The exercise: Render the records, from the first line through the line containing "289,374,333,456", as a Markdown table with the columns Number and Entry. Leave out blank lines.

Records supplied:

================

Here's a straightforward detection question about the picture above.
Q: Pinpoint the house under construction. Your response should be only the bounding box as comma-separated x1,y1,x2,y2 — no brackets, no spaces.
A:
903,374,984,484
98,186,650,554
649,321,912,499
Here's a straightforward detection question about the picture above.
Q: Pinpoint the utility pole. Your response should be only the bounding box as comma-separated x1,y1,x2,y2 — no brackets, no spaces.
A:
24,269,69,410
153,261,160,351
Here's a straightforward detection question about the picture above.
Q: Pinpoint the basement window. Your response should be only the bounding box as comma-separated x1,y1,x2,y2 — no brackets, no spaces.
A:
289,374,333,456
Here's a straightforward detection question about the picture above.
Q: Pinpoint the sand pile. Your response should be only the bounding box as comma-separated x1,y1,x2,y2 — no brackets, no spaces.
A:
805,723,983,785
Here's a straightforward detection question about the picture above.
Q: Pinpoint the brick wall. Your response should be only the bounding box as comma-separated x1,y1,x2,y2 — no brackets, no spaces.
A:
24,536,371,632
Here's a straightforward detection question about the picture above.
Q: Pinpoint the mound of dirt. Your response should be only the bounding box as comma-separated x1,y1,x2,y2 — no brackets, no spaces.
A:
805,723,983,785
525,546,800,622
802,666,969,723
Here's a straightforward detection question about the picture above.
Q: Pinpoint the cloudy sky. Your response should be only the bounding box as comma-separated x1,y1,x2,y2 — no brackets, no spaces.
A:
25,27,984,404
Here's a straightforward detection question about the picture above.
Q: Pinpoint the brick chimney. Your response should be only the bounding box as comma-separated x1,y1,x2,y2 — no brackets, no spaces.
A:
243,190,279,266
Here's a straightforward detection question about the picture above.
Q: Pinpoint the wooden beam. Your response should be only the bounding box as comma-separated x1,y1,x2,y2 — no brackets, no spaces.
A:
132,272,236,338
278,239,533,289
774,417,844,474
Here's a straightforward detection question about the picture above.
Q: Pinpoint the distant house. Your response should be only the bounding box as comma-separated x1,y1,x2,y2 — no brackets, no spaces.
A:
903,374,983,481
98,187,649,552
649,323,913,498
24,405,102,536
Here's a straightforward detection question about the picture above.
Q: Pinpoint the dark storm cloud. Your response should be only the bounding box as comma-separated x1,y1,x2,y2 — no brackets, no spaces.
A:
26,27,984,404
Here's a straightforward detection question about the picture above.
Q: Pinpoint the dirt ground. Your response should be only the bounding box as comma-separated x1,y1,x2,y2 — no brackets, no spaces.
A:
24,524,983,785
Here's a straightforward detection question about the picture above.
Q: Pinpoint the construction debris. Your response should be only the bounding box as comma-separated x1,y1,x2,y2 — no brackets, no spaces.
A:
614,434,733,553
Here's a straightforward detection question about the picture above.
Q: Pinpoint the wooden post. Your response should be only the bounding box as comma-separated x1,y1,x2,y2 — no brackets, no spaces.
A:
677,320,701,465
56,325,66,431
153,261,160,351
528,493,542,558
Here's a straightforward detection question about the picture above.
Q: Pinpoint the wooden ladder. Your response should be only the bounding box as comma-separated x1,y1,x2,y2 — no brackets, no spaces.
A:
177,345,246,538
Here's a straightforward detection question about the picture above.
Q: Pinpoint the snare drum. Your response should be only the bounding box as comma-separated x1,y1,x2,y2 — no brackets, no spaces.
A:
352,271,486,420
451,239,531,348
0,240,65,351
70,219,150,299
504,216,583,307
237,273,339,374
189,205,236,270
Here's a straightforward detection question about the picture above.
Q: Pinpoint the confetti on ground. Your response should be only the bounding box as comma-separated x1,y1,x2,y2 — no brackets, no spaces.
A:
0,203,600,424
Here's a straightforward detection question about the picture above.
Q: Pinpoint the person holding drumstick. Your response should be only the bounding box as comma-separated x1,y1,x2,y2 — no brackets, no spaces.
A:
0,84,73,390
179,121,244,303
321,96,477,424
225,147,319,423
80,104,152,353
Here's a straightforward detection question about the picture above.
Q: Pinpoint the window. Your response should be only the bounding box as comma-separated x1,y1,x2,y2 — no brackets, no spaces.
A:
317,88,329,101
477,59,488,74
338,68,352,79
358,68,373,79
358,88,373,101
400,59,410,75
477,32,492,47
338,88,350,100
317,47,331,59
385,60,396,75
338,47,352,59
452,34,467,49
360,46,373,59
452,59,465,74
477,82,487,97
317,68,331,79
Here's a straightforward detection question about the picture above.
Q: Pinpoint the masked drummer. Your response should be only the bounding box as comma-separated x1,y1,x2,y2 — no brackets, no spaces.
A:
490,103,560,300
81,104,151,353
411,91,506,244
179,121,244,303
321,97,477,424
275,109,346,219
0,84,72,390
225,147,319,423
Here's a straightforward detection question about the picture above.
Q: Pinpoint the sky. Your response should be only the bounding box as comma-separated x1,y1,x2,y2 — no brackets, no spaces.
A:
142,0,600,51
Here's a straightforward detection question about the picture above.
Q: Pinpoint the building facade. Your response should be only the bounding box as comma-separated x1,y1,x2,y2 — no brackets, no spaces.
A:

================

Written reply:
| Number | Entry |
|---|---|
| 1 | Here's a straightforward detection question about the picture above. |
| 2 | Q: Pinpoint the house under construction. Your response should be only the bounding box as comma-separated x1,y1,x2,y2 — no brackets, no spaces. |
| 3 | A: |
| 4 | 903,374,984,484 |
| 5 | 98,186,650,554 |
| 6 | 649,321,912,499 |
| 7 | Here's a straightforward detection question about the picture above. |
| 8 | Q: Pinpoint the utility pole. Your response should be only the bounding box as comma-separated x1,y1,x2,y2 — no brackets, no spaces. |
| 9 | A: |
| 10 | 24,269,69,410 |
| 11 | 153,261,160,351 |
| 12 | Here's a straightforward detection question about the picture above. |
| 13 | Q: Pinpoint the basement window. Your response should be only the bounding box as comma-separated x1,y1,x2,y2 — no brackets, no spaces. |
| 14 | A: |
| 15 | 289,374,333,456 |